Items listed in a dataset

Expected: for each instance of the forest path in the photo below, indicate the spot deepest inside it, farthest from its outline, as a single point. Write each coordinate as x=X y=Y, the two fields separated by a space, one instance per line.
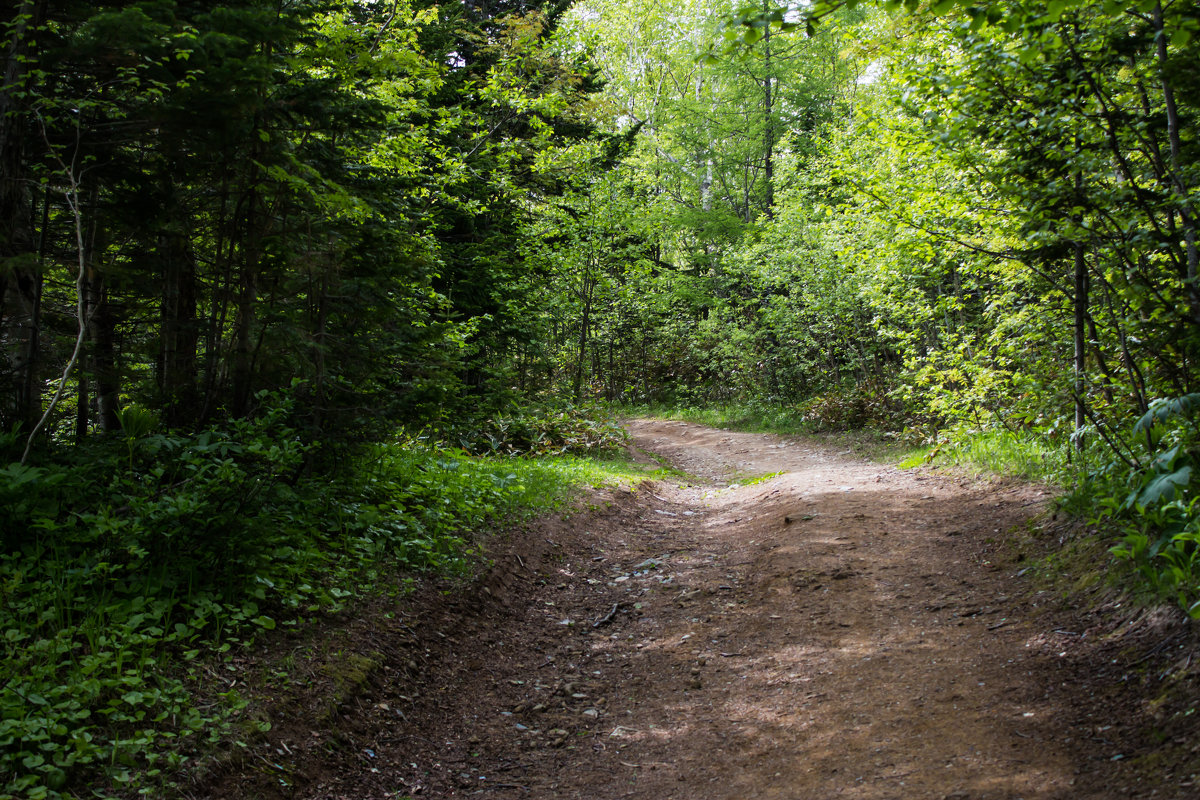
x=840 y=630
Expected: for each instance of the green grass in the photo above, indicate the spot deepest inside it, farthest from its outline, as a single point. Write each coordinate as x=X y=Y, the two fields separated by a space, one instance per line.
x=118 y=606
x=875 y=445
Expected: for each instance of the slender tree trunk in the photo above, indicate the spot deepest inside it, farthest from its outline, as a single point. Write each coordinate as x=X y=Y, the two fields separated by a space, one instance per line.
x=101 y=325
x=768 y=157
x=21 y=281
x=1080 y=340
x=179 y=338
x=1182 y=192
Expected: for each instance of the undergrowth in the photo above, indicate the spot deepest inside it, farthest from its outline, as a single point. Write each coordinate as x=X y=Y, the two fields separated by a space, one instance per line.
x=132 y=571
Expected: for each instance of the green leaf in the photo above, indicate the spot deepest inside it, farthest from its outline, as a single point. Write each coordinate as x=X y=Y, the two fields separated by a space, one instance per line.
x=1164 y=486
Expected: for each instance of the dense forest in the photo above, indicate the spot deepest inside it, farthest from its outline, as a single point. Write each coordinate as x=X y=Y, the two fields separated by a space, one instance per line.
x=271 y=271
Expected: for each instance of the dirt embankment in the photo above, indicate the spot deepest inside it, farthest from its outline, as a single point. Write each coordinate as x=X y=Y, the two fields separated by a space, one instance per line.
x=841 y=629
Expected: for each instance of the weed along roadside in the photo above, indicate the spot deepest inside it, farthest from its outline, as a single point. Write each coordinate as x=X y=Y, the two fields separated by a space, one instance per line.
x=679 y=638
x=147 y=638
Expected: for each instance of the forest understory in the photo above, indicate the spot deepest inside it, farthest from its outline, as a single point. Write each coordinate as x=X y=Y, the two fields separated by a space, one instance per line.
x=783 y=620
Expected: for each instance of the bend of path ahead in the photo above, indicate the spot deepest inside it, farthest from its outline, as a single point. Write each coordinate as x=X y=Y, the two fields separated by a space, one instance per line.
x=795 y=623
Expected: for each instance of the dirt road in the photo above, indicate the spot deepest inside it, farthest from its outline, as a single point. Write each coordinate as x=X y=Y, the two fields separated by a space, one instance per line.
x=795 y=623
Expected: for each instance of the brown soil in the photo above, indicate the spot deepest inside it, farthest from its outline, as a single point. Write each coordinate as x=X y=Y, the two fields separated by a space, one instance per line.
x=843 y=629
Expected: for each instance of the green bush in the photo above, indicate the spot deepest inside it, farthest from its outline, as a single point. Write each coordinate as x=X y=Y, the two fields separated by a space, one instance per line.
x=126 y=571
x=1159 y=512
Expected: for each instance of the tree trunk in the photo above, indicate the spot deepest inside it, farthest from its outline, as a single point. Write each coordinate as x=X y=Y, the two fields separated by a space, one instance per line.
x=21 y=281
x=1182 y=192
x=180 y=329
x=768 y=157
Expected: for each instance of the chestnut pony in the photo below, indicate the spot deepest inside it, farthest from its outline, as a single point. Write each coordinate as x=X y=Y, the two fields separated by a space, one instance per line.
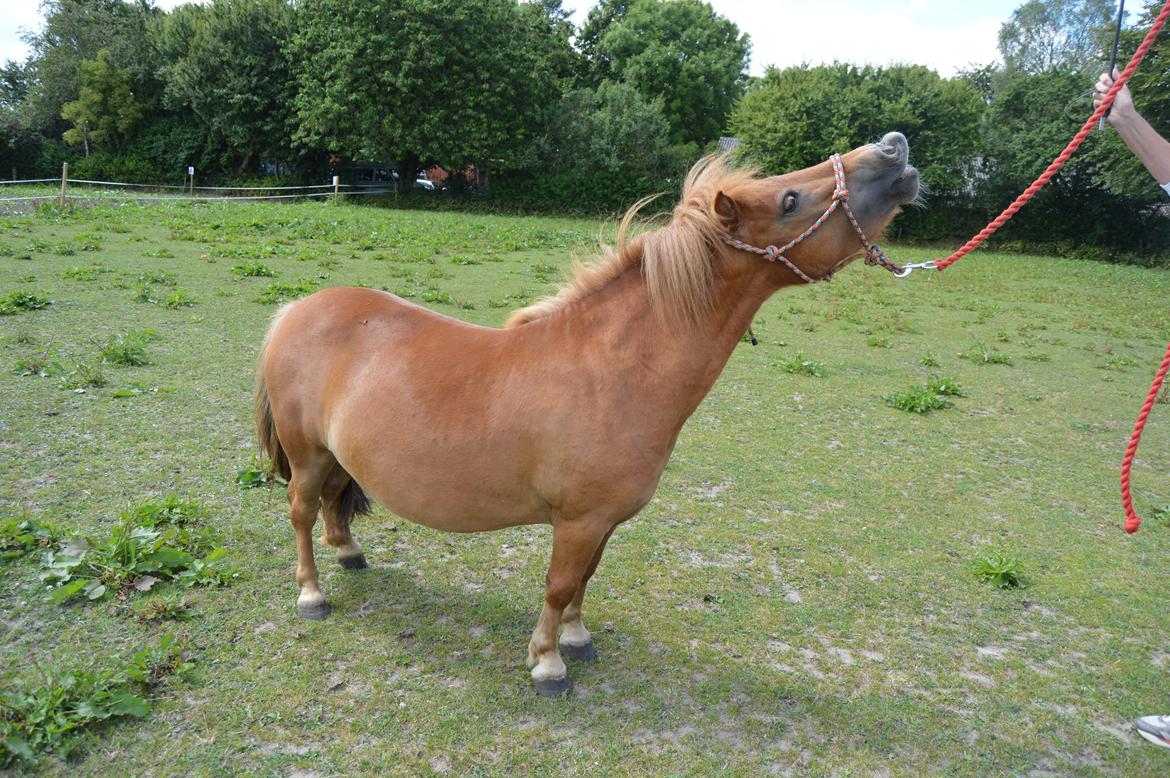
x=569 y=413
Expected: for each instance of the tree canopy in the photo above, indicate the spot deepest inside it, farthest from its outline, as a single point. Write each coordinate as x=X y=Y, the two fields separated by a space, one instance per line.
x=105 y=109
x=1047 y=34
x=680 y=50
x=454 y=82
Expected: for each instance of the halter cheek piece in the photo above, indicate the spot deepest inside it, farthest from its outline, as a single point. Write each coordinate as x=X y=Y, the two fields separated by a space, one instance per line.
x=874 y=255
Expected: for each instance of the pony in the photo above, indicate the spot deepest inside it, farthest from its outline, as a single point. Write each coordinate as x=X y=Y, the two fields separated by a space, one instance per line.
x=568 y=414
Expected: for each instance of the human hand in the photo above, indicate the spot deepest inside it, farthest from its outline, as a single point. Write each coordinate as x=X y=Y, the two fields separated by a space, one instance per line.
x=1122 y=107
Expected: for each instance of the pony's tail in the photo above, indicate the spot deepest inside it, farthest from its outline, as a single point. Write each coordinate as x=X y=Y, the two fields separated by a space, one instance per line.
x=353 y=502
x=266 y=429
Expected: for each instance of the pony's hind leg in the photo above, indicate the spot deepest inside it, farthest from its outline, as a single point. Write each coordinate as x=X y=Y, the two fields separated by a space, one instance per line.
x=573 y=545
x=341 y=500
x=576 y=641
x=304 y=502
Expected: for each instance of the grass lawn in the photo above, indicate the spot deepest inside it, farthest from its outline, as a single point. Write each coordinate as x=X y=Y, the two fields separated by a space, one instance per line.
x=798 y=598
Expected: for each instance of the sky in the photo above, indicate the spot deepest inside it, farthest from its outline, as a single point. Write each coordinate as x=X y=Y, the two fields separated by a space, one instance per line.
x=943 y=34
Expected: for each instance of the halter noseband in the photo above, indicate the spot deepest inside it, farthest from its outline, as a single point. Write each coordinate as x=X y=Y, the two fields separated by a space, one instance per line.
x=874 y=255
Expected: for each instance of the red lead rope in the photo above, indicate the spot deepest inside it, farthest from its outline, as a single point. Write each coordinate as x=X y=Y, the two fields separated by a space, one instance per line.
x=1133 y=521
x=1074 y=144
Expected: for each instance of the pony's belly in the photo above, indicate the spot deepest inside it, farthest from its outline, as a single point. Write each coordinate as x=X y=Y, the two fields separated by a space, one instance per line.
x=454 y=504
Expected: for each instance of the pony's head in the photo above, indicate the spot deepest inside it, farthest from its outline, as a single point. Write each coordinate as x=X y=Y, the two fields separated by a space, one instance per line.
x=720 y=201
x=682 y=260
x=776 y=211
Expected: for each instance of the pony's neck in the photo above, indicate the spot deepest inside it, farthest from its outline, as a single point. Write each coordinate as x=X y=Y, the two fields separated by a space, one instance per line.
x=678 y=364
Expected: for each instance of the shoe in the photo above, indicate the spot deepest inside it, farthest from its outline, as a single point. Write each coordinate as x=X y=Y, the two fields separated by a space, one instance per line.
x=1155 y=729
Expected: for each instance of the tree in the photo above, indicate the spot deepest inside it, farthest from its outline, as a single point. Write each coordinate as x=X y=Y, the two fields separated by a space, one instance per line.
x=454 y=82
x=680 y=50
x=1024 y=129
x=76 y=31
x=596 y=66
x=1047 y=34
x=105 y=110
x=231 y=70
x=611 y=128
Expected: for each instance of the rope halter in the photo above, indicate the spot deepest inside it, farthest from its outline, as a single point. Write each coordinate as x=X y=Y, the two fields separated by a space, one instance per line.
x=874 y=255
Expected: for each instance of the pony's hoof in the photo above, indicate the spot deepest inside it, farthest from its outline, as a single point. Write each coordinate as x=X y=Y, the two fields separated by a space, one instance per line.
x=314 y=611
x=583 y=653
x=555 y=687
x=353 y=563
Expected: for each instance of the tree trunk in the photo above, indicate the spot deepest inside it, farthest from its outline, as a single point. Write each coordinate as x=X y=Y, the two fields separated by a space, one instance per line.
x=249 y=159
x=407 y=169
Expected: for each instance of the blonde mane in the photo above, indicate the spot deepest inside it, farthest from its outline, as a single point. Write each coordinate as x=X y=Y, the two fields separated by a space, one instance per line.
x=675 y=259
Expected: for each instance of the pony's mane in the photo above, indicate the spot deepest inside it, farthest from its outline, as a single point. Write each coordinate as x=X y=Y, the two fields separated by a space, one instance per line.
x=675 y=259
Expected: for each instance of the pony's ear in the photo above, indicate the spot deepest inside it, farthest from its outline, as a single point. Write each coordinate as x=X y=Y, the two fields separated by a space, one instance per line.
x=727 y=212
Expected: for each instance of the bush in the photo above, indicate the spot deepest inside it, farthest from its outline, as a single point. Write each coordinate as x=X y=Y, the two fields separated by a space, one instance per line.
x=112 y=167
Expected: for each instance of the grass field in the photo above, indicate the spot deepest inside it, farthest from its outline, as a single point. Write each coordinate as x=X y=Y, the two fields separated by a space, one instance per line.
x=798 y=598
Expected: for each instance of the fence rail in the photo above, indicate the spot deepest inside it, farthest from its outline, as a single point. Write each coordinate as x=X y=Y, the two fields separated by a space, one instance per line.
x=157 y=192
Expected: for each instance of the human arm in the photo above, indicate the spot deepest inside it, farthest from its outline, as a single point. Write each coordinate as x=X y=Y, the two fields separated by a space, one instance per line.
x=1150 y=147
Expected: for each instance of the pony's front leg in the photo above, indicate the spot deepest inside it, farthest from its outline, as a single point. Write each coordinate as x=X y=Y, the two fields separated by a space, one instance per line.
x=575 y=543
x=576 y=641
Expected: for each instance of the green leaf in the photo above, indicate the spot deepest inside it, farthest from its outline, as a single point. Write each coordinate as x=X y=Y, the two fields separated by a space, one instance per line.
x=20 y=748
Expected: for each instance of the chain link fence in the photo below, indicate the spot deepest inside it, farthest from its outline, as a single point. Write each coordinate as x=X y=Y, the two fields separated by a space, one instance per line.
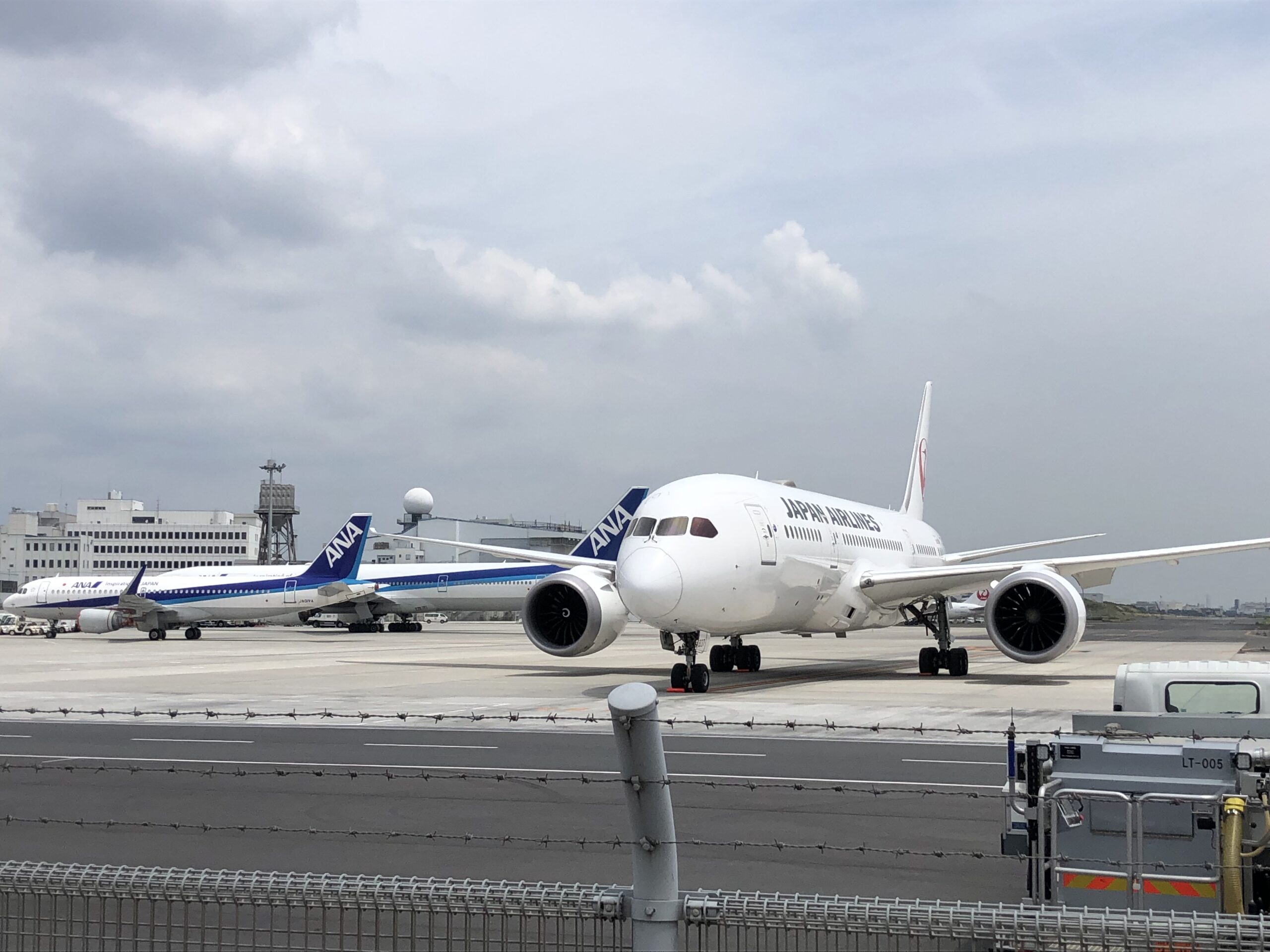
x=60 y=907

• Aim
Reproduce, character for character, the part of the items that opens with the line containing "Expected: for each instance of the fence" and closes with the line containing "x=157 y=192", both of those lines included.

• Exercise solution
Expected: for each instance of the fence rail in the photo above, indicate the spot deepest inside it, farthest from its outline, as a single point. Write each coordinate as x=X y=Y, the two fields separated by a space, one instance per line.
x=157 y=192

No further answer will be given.